* _What you need to do_
Copy out every line of the material below word for word, with no changes.
☆ ☆ ☆
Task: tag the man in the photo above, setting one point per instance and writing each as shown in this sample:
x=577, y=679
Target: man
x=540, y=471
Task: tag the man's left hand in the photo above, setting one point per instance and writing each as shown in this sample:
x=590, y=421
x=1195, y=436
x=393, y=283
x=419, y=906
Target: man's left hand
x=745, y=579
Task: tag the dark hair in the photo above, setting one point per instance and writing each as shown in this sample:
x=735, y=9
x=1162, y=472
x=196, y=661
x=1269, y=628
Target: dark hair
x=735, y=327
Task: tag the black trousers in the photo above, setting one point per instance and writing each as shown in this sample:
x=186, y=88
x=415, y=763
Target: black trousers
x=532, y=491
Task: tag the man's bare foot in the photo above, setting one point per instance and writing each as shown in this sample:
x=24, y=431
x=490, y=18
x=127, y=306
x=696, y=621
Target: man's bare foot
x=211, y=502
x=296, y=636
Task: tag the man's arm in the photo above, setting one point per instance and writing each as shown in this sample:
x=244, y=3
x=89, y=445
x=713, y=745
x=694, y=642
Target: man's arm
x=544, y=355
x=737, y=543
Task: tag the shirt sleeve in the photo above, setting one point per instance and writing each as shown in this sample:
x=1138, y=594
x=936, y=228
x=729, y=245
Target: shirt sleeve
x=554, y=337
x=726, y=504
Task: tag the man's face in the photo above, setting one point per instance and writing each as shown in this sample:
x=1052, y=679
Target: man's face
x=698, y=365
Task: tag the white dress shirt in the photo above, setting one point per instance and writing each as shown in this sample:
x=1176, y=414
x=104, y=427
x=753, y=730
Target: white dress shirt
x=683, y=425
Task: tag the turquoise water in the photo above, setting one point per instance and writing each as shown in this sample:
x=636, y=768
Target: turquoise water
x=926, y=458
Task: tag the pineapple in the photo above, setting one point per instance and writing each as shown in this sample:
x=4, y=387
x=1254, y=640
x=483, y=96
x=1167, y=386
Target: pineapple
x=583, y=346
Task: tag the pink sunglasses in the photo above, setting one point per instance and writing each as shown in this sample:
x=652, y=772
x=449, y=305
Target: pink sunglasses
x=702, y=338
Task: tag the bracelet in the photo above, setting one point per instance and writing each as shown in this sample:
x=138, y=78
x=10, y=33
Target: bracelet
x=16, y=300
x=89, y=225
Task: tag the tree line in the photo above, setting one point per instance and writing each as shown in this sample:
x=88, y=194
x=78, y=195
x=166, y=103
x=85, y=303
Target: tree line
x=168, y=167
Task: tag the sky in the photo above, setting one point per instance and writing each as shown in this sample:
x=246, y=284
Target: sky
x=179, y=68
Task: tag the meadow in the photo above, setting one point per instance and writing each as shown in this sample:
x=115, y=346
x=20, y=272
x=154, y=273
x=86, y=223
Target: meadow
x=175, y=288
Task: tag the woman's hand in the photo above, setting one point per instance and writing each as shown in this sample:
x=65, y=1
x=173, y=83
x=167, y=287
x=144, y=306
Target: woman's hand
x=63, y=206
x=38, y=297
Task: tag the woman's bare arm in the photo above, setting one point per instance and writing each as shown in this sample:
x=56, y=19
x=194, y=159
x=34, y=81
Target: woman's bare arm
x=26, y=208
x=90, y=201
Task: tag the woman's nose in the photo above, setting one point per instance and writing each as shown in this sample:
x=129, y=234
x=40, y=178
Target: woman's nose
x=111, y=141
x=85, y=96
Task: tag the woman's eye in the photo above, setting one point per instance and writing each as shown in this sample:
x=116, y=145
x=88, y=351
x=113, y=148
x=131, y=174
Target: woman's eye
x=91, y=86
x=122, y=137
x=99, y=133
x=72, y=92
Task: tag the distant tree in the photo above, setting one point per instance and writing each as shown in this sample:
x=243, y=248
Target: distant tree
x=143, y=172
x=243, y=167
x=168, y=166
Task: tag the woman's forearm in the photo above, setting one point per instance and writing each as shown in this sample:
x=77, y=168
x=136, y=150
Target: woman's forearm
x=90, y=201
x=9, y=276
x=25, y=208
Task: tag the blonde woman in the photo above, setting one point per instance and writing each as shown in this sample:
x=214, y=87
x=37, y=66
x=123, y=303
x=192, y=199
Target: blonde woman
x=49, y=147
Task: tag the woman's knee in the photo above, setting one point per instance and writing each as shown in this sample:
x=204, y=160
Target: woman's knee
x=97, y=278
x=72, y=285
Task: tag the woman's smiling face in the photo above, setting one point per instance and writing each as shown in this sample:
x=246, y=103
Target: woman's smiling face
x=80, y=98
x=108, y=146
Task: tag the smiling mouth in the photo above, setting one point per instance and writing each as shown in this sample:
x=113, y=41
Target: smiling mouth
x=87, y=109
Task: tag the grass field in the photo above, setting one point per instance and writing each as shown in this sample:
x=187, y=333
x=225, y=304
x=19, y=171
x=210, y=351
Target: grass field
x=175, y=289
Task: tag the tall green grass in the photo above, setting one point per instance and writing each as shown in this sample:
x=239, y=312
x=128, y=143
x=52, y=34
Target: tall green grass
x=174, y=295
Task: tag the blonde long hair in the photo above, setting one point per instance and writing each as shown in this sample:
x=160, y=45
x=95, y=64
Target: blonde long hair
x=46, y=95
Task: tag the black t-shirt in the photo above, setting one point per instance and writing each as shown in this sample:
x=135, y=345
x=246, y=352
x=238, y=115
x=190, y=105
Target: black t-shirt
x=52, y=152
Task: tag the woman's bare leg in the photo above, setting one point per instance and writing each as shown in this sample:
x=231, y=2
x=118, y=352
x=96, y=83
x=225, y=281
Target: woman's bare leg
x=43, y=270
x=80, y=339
☆ ☆ ☆
* _Output for this exercise_
Task: tag the man in the photo above, setting one point per instance and writing each as shown in this sample:
x=577, y=679
Target: man
x=540, y=471
Task: tag the man's left hand in the photo above, setting one point per instance and writing each as shown in this sample:
x=590, y=421
x=1195, y=436
x=393, y=283
x=419, y=906
Target: man's left hand
x=745, y=579
Task: tag the dark hair in the photo above, setting one point per instance and writing each as shown in this sample:
x=735, y=9
x=1162, y=472
x=196, y=661
x=1269, y=628
Target: dark hair
x=735, y=327
Task: tag the black trousers in the photo above, setting one point per instance and writing each as shown in this sample:
x=186, y=88
x=415, y=763
Target: black trousers
x=532, y=491
Task: tag the man's bare foot in the photo above, setting one point per instance and writing each as shown in this sample:
x=24, y=431
x=490, y=18
x=127, y=306
x=696, y=621
Target: man's bare foot
x=211, y=502
x=296, y=636
Task: tag the man's arm in the photo above, setting one point per instance and writing each as shown in this sample:
x=244, y=3
x=89, y=445
x=713, y=745
x=694, y=642
Target: man's arm
x=544, y=355
x=737, y=543
Task: tag the shirt sleeve in the photo above, setting one point per instance and writing each as shown in this sample:
x=1138, y=594
x=936, y=228
x=729, y=245
Target: shirt sleeve
x=554, y=337
x=726, y=504
Task: tag the man's face in the photo above, setting one point per instance and writing each as shown in this sample:
x=1052, y=679
Target: man's face
x=698, y=365
Task: tag the white dress shirt in the photo above, setting one point per instance and writing each as shown in this sample:
x=1176, y=414
x=104, y=427
x=753, y=730
Target: white dress shirt
x=683, y=425
Task: tag the turquoise water in the photo above, setting one point per instance and writing each as shown in this sample:
x=636, y=768
Target: turquoise water
x=926, y=458
Task: tag the pineapple in the photo above, setting one point per instance and writing each as shown in this sample:
x=4, y=387
x=1254, y=640
x=483, y=96
x=1167, y=386
Target: pineapple
x=583, y=346
Task: tag the pink sunglasses in the photo above, setting one point per instance and writing each as shown in this sample:
x=652, y=772
x=449, y=305
Target: pink sunglasses
x=702, y=338
Task: tag the bracelet in the photo above, setting one point per instance and writing each as shown in this sample:
x=138, y=78
x=10, y=33
Target: bracelet
x=16, y=300
x=89, y=225
Task: tag the tree line in the photo above, setting one point per instance and writing each as shown in this sample:
x=88, y=194
x=78, y=195
x=166, y=103
x=85, y=303
Target: tree line
x=168, y=167
Task: tag the sky in the photo above, setting one point per instance and writing each as shown in this sample:
x=246, y=284
Target: sky
x=179, y=68
Task: tag the meadow in the photo above, setting one point per instance and writing each as shown in this sample:
x=115, y=346
x=20, y=272
x=154, y=273
x=86, y=223
Target: meadow
x=175, y=288
Task: tag the woman's hand in the photo above, setting one point per instance and writing each as shown in this sample:
x=65, y=1
x=173, y=83
x=167, y=287
x=144, y=306
Target: woman's hand
x=63, y=206
x=38, y=297
Task: tag the woman's bare arm in the photo above, setting one point per instance and writing each as shown in this sample:
x=56, y=19
x=194, y=159
x=34, y=81
Target: woman's bare arm
x=26, y=208
x=90, y=201
Task: tag the woman's nose in the photo above, setting one point per instance and writing each as shown in this sample:
x=129, y=234
x=40, y=178
Target: woman's nose
x=111, y=141
x=85, y=96
Task: tag the woman's eye in the photo above, setting one point per instance and writing each as shown in this sample:
x=116, y=145
x=88, y=351
x=113, y=148
x=131, y=174
Target: woman's eye
x=91, y=86
x=122, y=137
x=99, y=133
x=72, y=92
Task: tag the distant tree in the photo above, setting one point per instance and writing each as shown in this sample:
x=243, y=248
Target: distant tree
x=143, y=172
x=243, y=167
x=168, y=166
Task: tag the woman's forearm in the photo above, setting one point per instance and writing each as shown in this sample:
x=77, y=168
x=136, y=150
Target: woman's forearm
x=90, y=201
x=9, y=276
x=25, y=208
Task: tag the blonde woman in the photo above, setting one point per instance and writing each as shown in this sample:
x=214, y=87
x=37, y=66
x=123, y=303
x=192, y=199
Target: blonde woman
x=49, y=147
Task: tag the woman's knee in the photo above, setting one point per instance and writing each as shown in this sample:
x=204, y=160
Target: woman's knee
x=97, y=278
x=72, y=285
Task: tag the woman's smiling face in the photo above, setting one point per instance and writing each as shown in this sample:
x=246, y=103
Target: woman's smiling face
x=80, y=98
x=108, y=146
Task: tag the smiling mouth in the photo above, setting one point per instance and writing each as shown in this sample:
x=113, y=41
Target: smiling mouth
x=87, y=109
Task: tag the grass field in the photo above, setting one point per instance and writing each as shown in this sample:
x=187, y=333
x=225, y=304
x=19, y=171
x=210, y=351
Target: grass field
x=175, y=289
Task: tag the tall green grass in the photo above, setting one point per instance and writing each as shown in this sample:
x=239, y=312
x=128, y=143
x=52, y=34
Target: tall green grass
x=174, y=295
Task: tag the blonde long hair in the photo above, setting one point per instance and writing each as shown in this sample:
x=160, y=45
x=95, y=64
Target: blonde long hair
x=46, y=95
Task: tag the black t-shirt in the photo above, setting one point per instance and writing each as shown in this sample:
x=135, y=345
x=246, y=352
x=238, y=115
x=190, y=105
Target: black t-shirt
x=52, y=152
Task: tag the woman's bare leg in the photo above, setting one point per instance and writing each as shown in this sample:
x=231, y=2
x=118, y=352
x=96, y=83
x=225, y=281
Target: woman's bare leg
x=43, y=270
x=80, y=339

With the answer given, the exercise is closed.